#### Exercise objective
Find the line with "Put a point on every instance of the wooden votive" in the entries below. Repeat it, every following line, and the line with "Put a point on every instance of the red stripe", exactly and with nothing added.

===== Task data =====

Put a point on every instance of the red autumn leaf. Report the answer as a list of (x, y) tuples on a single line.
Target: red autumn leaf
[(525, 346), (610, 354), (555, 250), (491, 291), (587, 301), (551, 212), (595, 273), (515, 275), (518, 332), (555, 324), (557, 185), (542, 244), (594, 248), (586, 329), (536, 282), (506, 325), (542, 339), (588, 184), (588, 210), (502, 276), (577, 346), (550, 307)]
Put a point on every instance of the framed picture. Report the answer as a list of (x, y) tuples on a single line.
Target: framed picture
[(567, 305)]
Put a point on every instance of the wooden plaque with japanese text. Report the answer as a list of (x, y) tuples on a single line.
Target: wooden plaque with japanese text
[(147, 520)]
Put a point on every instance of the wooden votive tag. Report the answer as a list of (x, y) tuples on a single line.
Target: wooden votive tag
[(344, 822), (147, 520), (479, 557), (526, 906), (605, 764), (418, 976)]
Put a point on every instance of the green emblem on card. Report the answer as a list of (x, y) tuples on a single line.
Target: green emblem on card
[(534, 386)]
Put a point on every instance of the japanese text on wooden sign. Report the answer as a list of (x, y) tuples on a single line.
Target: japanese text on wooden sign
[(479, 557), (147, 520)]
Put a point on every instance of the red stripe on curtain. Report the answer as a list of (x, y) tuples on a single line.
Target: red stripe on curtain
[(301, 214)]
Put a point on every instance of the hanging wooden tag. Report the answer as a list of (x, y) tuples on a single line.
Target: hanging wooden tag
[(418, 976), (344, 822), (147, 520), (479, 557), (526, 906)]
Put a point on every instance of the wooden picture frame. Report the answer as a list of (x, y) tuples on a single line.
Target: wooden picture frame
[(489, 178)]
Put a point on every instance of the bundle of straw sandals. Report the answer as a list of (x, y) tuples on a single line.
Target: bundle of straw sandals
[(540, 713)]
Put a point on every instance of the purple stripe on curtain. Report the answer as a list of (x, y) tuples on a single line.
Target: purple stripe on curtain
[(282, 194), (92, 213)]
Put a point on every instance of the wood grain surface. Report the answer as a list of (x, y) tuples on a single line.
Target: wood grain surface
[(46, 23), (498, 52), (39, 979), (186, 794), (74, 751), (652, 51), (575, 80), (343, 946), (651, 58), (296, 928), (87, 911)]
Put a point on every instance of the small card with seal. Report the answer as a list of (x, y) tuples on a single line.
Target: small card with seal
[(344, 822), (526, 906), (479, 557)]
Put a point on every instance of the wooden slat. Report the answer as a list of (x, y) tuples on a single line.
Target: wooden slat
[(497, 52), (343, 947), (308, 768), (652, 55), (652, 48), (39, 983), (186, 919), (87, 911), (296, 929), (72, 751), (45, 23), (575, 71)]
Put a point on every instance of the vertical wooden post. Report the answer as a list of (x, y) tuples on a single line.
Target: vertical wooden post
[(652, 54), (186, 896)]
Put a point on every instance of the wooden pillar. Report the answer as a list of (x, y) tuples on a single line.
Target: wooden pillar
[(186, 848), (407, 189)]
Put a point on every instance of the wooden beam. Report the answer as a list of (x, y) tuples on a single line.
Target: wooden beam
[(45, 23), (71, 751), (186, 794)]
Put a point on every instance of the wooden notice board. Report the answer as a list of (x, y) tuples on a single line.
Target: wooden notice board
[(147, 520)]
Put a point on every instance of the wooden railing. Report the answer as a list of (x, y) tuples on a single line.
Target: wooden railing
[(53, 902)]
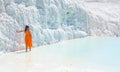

=====

#### Exercise response
Put a point on every instance of the wooden votive tag. Report the answer as a list of (x, y) tuples on a single line.
Target: wooden votive tag
[(344, 822), (147, 520), (479, 557), (526, 906), (605, 764), (418, 976)]
Put a point on every instance of the green emblem on card. Report the answer as a list of (x, y) tuples on a single line.
Target: green emblem on card
[(534, 386)]
Put a point on every instance of the japanese text on wooden sign. Report the answer as a list of (x, y) tuples on a single line.
Target: japanese text on wooden sign
[(479, 557), (147, 520)]
Put a point on every instance of the red stripe on curtain. Report the answer as a list of (x, y) tuples on a single line.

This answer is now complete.